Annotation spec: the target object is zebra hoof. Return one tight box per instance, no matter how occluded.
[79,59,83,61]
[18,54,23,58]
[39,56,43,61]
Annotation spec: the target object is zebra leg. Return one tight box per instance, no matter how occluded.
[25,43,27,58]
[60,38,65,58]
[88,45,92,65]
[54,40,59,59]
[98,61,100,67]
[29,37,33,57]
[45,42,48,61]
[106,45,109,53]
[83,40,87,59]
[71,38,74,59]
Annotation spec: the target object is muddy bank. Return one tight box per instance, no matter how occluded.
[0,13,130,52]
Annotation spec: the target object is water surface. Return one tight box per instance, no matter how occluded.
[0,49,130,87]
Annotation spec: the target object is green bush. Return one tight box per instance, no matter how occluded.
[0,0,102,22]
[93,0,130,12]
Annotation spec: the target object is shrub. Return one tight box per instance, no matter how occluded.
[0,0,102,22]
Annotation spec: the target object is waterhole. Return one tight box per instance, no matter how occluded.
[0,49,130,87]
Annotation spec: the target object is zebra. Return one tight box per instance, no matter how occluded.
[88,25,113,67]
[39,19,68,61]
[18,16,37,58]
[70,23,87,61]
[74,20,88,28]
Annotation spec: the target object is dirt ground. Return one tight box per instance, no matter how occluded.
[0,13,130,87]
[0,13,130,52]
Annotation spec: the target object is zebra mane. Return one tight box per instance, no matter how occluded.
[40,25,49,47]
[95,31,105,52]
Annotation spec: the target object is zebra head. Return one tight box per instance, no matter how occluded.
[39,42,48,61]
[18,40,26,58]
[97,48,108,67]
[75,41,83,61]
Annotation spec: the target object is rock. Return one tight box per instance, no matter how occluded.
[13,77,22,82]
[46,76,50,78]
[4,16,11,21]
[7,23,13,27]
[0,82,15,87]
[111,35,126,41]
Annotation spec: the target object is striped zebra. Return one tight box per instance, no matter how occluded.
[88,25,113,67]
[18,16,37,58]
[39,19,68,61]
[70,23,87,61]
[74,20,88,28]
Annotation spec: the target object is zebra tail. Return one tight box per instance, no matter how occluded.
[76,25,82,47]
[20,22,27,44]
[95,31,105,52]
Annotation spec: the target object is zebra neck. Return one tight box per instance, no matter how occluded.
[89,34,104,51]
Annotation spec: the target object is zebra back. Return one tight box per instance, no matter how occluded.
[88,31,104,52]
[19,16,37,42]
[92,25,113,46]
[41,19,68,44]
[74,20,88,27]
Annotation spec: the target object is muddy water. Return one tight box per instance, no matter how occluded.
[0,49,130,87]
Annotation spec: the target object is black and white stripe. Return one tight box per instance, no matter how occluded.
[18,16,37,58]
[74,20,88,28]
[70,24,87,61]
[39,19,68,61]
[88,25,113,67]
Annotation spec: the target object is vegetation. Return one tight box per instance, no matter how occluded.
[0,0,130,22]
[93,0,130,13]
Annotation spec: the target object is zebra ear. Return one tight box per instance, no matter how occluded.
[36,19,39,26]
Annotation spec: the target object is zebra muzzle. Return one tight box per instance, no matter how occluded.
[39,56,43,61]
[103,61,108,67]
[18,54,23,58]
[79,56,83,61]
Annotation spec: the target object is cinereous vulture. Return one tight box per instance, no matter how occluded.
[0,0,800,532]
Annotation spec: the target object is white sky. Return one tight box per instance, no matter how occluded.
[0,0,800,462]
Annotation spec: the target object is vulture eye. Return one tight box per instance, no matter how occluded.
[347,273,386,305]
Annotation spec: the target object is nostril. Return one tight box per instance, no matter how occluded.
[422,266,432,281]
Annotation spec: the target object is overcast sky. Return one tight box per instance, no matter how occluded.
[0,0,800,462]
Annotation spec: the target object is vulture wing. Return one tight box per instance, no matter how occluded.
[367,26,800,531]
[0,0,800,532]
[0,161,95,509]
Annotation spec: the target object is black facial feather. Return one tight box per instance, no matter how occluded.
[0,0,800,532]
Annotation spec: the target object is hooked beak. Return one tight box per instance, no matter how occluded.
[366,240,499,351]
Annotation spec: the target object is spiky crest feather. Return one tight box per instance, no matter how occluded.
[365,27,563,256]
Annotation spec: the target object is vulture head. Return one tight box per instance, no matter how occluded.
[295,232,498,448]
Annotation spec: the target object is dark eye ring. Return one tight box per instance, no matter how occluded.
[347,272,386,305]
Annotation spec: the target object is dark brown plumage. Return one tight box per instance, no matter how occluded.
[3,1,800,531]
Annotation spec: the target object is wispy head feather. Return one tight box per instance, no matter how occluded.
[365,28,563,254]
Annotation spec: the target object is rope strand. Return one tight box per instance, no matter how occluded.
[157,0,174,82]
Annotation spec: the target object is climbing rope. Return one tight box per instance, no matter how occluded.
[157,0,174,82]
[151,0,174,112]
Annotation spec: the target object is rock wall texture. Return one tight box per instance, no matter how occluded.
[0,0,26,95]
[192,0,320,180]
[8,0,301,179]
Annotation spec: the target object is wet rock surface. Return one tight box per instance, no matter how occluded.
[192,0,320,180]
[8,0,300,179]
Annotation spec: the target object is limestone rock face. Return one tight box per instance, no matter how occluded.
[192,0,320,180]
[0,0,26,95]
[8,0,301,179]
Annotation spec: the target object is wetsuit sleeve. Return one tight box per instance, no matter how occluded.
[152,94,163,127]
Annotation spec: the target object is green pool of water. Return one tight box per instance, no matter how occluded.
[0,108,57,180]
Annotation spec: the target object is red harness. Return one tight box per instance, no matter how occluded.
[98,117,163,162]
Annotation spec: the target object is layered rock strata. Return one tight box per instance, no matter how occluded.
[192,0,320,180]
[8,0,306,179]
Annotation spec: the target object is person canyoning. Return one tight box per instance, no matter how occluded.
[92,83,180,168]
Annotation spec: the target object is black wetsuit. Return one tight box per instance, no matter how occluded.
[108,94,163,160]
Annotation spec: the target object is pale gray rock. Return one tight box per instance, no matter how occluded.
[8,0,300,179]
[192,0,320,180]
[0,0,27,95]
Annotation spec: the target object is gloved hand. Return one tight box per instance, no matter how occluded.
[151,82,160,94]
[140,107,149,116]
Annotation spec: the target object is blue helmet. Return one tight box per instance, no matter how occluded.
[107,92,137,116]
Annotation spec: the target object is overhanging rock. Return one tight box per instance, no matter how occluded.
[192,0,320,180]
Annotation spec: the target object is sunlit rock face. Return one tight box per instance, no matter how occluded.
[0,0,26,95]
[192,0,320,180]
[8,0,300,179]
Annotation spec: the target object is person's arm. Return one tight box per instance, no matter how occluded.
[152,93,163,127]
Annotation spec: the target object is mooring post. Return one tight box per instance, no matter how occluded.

⁂

• Set problem: Repeat each of the records above word for word, keeping them in the same order.

• Complete answer:
Annotation spec: the target object is zebra hoof. Return one tight box per instance, no matter how occluded.
[79,59,83,61]
[18,54,23,58]
[39,56,43,61]
Annotation spec: the target object is zebra leg. Return one tight box per instance, no matter how occluded.
[25,43,27,58]
[60,38,65,58]
[88,45,92,65]
[54,40,59,59]
[98,61,100,67]
[29,37,33,57]
[45,42,48,61]
[106,45,109,53]
[83,40,87,59]
[71,38,74,59]
Annotation spec: the target object is muddy bank. Return one tight box per instance, no matter how occluded.
[0,13,130,52]
Annotation spec: the target object is water surface. Return one tight box per instance, no matter how occluded.
[0,49,130,87]
Annotation spec: the target object is green bush. Return one tight box per instance, no matter how occluded.
[0,0,102,22]
[93,0,130,12]
Annotation spec: the target object is shrub. Return one tight box per instance, no matter how occluded.
[0,0,102,22]
Annotation spec: the target object is waterhole. Return one tight box per instance, no matter how occluded.
[0,49,130,87]
Annotation spec: the target object is zebra. Return one tight box per instance, no matter how occluded.
[88,25,113,67]
[39,19,68,61]
[18,16,37,58]
[70,23,87,61]
[74,20,88,28]
Annotation spec: the target object is dirt ground. Return one tight box per instance, no matter how occluded.
[0,13,130,87]
[0,13,130,52]
Annotation spec: the target object is zebra mane. Return one tight box per instance, no matter how occluded.
[40,25,49,47]
[95,31,105,52]
Annotation spec: the target object is zebra head. Return one tight box per instance, no matter how occluded.
[39,42,48,61]
[18,40,26,58]
[97,48,108,67]
[75,41,83,61]
Annotation spec: the target object is rock. Return one tight box per instance, no matter how occluded.
[13,77,22,82]
[46,76,50,78]
[4,16,11,21]
[7,23,13,27]
[0,82,15,87]
[111,35,126,41]
Annotation spec: the target object is striped zebra. Return one tight box per instance, no matter how occluded.
[88,25,113,67]
[18,16,37,58]
[39,19,68,61]
[70,23,87,61]
[74,20,88,28]
Annotation spec: the target object is zebra tail. Return one tight box per instance, no matter how occluded.
[76,25,82,47]
[20,22,27,44]
[95,31,105,52]
Annotation spec: the target object is zebra neck. Return one tight box per instance, no matter how occluded.
[89,34,104,51]
Annotation spec: the target object is zebra back. Return one tight box per instance, no matter how occluded.
[88,31,104,52]
[19,16,37,42]
[92,25,113,46]
[41,19,68,44]
[74,20,88,27]
Annotation spec: the target object is muddy water. Return one tight box per instance, no matter how occluded.
[0,49,130,87]
Annotation spec: the target object is black and white stripe. Return one tight box per instance, no matter how occluded.
[18,16,37,58]
[74,20,88,28]
[70,24,87,61]
[39,19,68,61]
[88,25,113,67]
Annotation spec: the target object is vegetation. Return one tight box per instance, no matter how occluded.
[0,0,130,22]
[93,0,130,13]
Annotation spec: the target object is zebra ear. Return one tight box per instance, no matter how occluded.
[36,19,39,26]
Annotation spec: the target object is zebra muzzle. Return one tight box per instance, no matter how occluded.
[39,56,43,61]
[103,61,108,67]
[18,54,23,58]
[79,56,83,61]
Annotation spec: the target object is cinereous vulture. Return one tight box per instance, no matter how occluded.
[0,0,800,532]
Annotation spec: the target object is white sky. Return one tight box per instance, no matter how occluded.
[0,0,800,462]
Annotation spec: the target object is vulture eye. Return one tight box per instance, no matter how occluded.
[347,273,386,305]
Annotation spec: the target object is nostril. Return one tight box per instance, no matter how occluded.
[422,266,432,281]
Annotation spec: the target object is overcast sky. Return one tight box per instance, no matter how occluded.
[0,0,800,462]
Annotation spec: the target object is vulture wing. Return one tight box per instance, no matter how occluded.
[367,26,800,531]
[0,0,800,532]
[0,161,95,509]
Annotation spec: the target object is black facial feather. Return one tight box per instance, no matter how occluded.
[0,0,800,532]
Annotation spec: the target object is hooked beak. Return one tight box per instance, no matter how occluded.
[366,240,499,351]
Annotation spec: the target object is spiky crest feather. Return one tight box per instance, no matter how occluded.
[365,27,563,256]
Annotation spec: the target object is vulture head. Return one tight box per instance, no matter how occluded.
[295,232,498,448]
Annotation spec: the target object is dark eye ring. Return one tight box per instance, no matter how occluded.
[347,272,386,305]
Annotation spec: the target object is dark brown plumage. Return one tight box per instance, no matter how occluded.
[3,1,800,531]
Annotation spec: the target object is wispy head feather. Return one tight box per instance, no matter how occluded.
[365,28,563,254]
Annotation spec: the target object is rope strand. Return one tight box per instance, no matter how occluded.
[157,0,174,82]
Annotation spec: the target object is climbing rope. Return one tight box per instance, no matter how occluded.
[157,0,174,82]
[151,0,174,112]
Annotation spec: the target object is rock wall texture. Return one tight box per instance, no matter how occluded.
[0,0,26,95]
[192,0,320,180]
[8,0,301,179]
Annotation spec: the target object is wet rock surface. Return one tight box per instance, no matter how occluded.
[192,0,320,180]
[8,0,300,179]
Annotation spec: the target object is limestone rock face. Return one tight box per instance, no matter how occluded.
[192,0,320,180]
[0,0,26,95]
[8,0,301,179]
Annotation spec: the target object is wetsuit sleeve. Return one tight box per instance, no matter how occluded.
[152,94,163,127]
Annotation spec: the target object is green pool of water. Return one tight box per instance, no matter how occluded.
[0,108,57,180]
Annotation spec: the target object is red harness. Return one tight box per instance, no matter how occluded.
[98,117,163,162]
Annotation spec: the target object is layered rock strata. Return one tight box per instance, no matter how occluded.
[192,0,320,180]
[8,0,306,179]
Annotation spec: the target object is person canyoning. Return one tight box per instance, no matter how occluded.
[92,83,180,168]
Annotation spec: the target object is black wetsuit. Return one tight box per instance, no matter how occluded.
[108,94,163,160]
Annotation spec: the target object is pale gray rock. Return one tight box per instance, no matter how occluded.
[8,0,300,179]
[192,0,320,180]
[0,0,27,95]
Annotation spec: the target object is gloved hand. Return one tight box per instance, no matter how occluded.
[151,82,160,94]
[140,107,149,116]
Annotation spec: the target object is blue helmet. Return one tight box per instance, no matter how occluded.
[107,92,137,116]
Annotation spec: the target object is overhanging rock. Return one tight box per instance, no matter how occluded.
[192,0,320,180]
Annotation spec: the target object is sunlit rock face. Return one tight box per instance, no matter how occluded.
[0,0,26,95]
[192,0,320,180]
[8,0,300,179]
Annotation spec: the target object is person's arm. Return one tight box per instance, no matter how occluded.
[152,93,163,127]
Annotation spec: the target object is mooring post. Return one tight box per instance, no matter how occluded.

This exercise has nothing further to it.